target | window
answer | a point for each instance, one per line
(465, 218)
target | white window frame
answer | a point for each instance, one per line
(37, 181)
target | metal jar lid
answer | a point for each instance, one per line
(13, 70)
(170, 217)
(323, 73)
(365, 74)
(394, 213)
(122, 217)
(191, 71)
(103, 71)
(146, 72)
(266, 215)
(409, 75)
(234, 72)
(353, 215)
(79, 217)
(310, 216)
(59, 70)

- - - - -

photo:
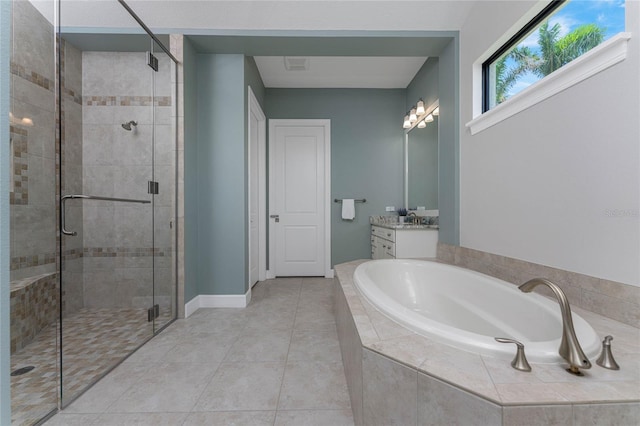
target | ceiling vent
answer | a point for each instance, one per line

- - - - -

WORK REQUEST =
Your reply should hold every line from the data that contains "window", copied in full.

SOLUTION FOR THIS TASK =
target | window
target | white window frame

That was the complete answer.